◆ Task to complete
Please go line by line and repeat the data below exactly, with no images.

◆ Task data
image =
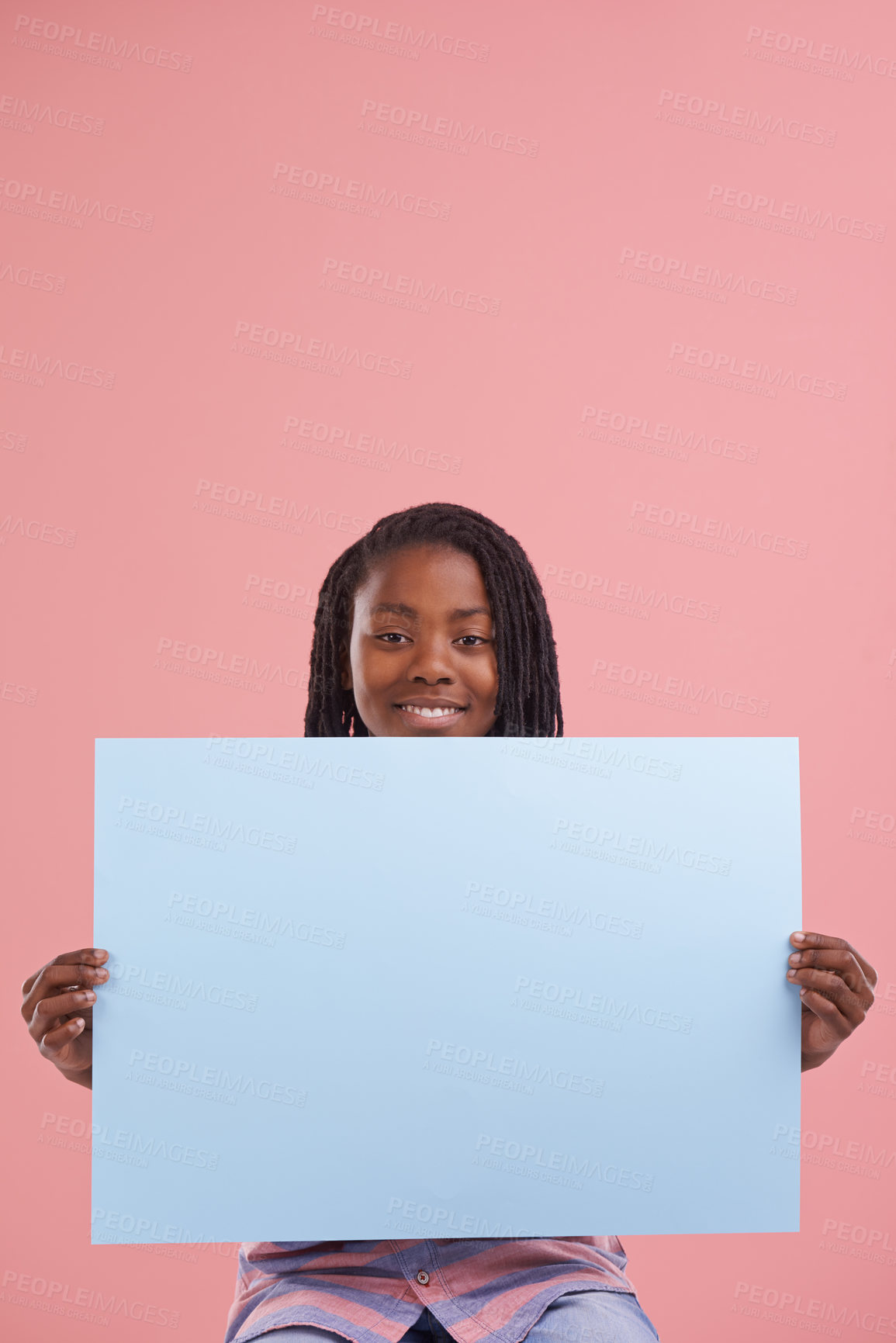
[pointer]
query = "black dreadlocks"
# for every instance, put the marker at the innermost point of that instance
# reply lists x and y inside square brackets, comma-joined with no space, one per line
[528,700]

◆ Problem solution
image =
[pointer]
query = "black dreadlocks"
# for every instance, put the marker at the innermost point of that instance
# reply lists x and y inside square brackets, comma-joined with no space, one per line
[528,700]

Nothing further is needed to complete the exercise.